_AIM OF THE EXERCISE:_
Count the lines in the data below that contain the string "wheel", treating uppercase and lowercase as different. Reply with the number only.

-=-=-

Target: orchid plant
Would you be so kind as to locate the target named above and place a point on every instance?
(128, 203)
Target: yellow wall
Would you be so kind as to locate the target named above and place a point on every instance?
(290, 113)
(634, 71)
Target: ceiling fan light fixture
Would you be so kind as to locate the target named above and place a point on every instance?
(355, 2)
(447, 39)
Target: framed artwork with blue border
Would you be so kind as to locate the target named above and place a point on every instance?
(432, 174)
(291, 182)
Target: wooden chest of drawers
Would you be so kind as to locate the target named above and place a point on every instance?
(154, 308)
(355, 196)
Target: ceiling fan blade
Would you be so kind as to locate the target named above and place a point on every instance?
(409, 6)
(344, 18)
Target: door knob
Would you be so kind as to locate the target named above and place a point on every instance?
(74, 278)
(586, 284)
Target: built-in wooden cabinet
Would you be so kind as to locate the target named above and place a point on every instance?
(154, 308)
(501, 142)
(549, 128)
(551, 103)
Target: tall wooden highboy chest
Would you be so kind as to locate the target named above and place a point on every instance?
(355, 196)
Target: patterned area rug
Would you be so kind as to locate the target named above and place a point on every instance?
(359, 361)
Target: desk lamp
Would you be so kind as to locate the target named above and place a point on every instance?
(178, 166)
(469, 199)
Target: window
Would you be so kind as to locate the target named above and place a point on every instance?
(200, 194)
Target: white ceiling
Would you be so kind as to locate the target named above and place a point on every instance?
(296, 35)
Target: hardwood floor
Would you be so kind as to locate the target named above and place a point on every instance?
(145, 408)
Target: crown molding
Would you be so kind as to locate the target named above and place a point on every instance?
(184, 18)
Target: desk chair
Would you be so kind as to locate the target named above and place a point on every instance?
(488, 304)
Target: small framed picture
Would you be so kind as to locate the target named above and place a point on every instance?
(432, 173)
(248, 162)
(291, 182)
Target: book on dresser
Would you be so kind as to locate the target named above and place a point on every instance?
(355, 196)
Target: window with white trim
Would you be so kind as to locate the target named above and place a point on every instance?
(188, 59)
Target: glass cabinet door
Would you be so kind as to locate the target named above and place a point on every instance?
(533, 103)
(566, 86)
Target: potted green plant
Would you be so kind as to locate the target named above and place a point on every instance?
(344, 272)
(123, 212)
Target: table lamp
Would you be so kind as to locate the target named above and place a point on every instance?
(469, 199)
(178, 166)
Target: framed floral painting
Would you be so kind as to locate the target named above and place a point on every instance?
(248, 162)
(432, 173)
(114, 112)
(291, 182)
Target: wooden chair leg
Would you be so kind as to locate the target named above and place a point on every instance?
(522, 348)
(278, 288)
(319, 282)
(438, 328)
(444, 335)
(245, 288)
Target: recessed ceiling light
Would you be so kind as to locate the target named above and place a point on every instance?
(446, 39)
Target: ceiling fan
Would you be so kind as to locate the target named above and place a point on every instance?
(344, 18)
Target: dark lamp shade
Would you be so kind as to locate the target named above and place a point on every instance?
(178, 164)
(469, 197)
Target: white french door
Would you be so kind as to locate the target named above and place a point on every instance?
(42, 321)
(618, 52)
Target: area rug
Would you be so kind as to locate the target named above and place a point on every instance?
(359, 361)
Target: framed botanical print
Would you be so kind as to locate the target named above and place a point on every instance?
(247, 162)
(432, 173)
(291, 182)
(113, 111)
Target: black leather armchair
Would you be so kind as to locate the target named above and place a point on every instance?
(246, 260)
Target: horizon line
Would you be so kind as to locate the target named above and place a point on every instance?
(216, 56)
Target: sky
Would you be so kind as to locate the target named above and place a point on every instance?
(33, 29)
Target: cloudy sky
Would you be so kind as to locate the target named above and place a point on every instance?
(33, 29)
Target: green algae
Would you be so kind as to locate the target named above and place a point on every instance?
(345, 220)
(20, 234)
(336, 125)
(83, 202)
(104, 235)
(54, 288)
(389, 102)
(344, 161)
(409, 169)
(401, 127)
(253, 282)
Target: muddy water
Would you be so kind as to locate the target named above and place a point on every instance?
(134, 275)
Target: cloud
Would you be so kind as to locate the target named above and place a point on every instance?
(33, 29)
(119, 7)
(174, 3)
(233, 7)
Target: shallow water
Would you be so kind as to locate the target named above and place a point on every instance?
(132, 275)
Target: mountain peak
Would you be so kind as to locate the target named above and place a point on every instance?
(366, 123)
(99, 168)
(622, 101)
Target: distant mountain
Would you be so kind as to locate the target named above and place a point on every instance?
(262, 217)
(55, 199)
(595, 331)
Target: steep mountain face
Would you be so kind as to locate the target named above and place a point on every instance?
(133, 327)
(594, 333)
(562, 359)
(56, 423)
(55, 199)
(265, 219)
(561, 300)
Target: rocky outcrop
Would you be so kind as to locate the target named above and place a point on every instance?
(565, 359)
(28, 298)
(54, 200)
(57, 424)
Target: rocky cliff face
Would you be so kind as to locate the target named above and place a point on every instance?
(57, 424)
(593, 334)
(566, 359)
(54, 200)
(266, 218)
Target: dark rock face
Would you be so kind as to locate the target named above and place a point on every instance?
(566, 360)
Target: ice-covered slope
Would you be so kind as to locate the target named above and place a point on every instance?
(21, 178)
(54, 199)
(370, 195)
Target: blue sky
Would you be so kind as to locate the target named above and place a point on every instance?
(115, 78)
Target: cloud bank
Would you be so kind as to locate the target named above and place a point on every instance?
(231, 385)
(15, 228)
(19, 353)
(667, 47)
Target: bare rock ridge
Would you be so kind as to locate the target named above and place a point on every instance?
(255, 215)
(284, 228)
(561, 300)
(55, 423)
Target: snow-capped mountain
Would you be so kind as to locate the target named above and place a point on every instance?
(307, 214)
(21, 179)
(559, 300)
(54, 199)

-=-=-

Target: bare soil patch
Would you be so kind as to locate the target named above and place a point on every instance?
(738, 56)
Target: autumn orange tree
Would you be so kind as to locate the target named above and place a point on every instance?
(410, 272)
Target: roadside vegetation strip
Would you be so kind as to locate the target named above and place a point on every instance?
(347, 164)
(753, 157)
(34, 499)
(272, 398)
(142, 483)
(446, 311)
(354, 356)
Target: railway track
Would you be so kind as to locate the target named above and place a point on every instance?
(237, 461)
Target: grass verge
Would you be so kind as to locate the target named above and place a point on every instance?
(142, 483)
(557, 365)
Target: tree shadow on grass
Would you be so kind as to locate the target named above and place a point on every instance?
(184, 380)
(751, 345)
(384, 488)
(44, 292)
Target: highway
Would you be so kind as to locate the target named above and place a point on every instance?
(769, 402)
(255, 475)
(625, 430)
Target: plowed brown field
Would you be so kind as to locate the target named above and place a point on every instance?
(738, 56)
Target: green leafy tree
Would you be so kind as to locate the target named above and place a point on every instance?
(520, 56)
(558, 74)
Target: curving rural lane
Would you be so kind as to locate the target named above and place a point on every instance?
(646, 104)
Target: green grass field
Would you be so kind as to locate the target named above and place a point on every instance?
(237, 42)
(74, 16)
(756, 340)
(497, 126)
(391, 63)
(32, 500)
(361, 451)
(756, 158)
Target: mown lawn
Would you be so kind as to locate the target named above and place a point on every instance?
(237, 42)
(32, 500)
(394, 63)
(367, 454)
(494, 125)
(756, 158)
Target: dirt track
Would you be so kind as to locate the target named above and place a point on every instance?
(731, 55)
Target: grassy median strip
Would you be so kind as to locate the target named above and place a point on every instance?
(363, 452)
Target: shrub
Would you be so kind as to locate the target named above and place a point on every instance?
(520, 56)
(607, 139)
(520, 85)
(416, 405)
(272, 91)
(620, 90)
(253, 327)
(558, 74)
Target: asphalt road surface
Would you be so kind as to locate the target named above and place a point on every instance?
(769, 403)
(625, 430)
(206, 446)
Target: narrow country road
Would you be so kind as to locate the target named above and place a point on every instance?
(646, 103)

-=-=-

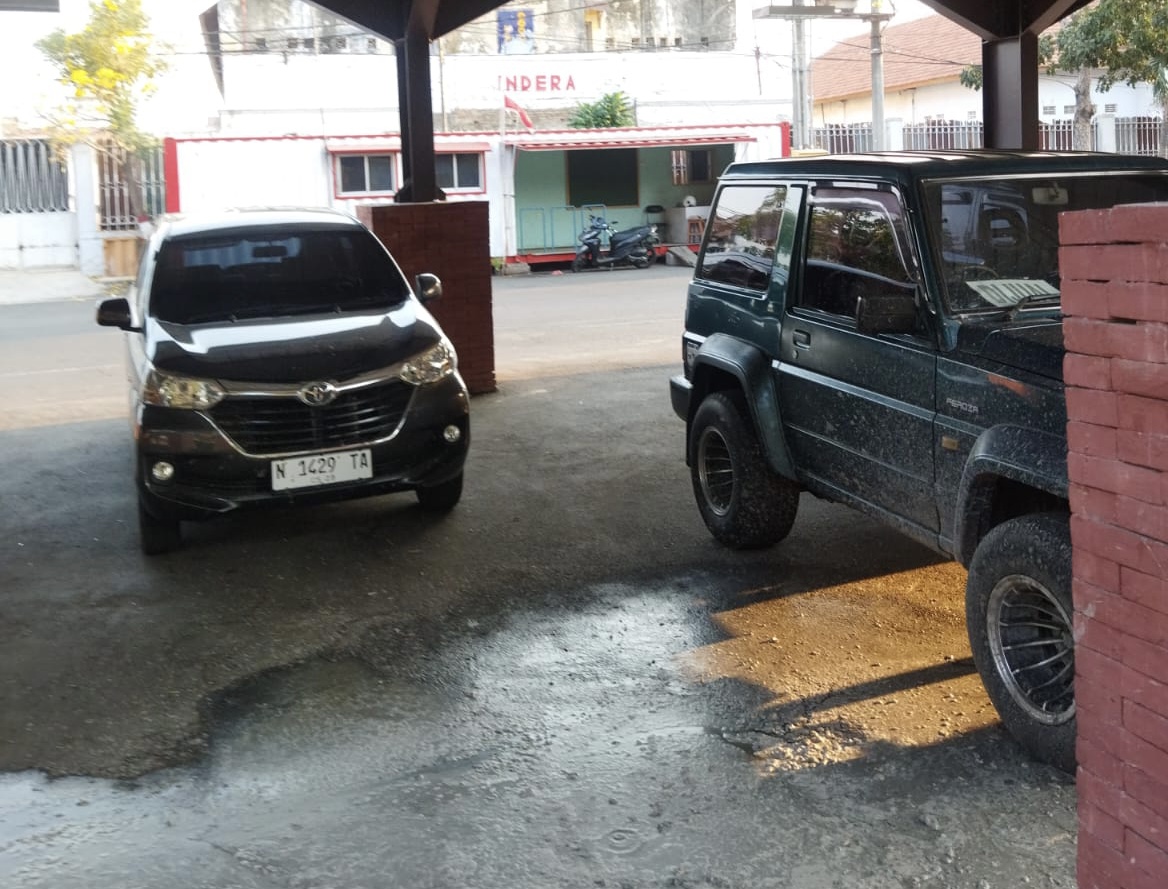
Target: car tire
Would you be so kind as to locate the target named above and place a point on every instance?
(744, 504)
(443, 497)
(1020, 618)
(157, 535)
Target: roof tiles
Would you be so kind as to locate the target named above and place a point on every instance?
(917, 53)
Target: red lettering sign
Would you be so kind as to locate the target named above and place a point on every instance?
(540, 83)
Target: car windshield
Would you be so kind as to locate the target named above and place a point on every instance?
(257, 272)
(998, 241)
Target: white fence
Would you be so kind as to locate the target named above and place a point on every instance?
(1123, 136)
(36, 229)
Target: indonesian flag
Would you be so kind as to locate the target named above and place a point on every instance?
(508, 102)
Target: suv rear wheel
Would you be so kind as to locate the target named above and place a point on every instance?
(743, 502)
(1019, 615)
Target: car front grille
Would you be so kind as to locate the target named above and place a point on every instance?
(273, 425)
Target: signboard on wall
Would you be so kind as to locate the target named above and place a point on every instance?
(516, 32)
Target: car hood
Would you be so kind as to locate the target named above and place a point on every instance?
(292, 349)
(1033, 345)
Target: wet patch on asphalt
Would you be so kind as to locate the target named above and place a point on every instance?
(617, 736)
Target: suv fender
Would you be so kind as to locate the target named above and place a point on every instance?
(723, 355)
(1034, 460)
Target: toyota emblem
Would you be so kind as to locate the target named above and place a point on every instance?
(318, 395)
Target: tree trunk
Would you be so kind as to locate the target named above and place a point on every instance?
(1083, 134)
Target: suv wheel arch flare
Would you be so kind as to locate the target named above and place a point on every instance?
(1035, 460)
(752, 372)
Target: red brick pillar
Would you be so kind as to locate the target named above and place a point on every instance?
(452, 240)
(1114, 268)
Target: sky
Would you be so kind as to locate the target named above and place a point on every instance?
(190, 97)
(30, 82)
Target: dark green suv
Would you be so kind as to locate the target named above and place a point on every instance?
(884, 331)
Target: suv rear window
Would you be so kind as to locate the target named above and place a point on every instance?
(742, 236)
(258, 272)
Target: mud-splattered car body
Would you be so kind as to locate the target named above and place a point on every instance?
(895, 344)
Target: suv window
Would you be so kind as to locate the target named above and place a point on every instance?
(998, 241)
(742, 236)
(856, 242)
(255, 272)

-=-=-

_SOLVED EXERCISE:_
2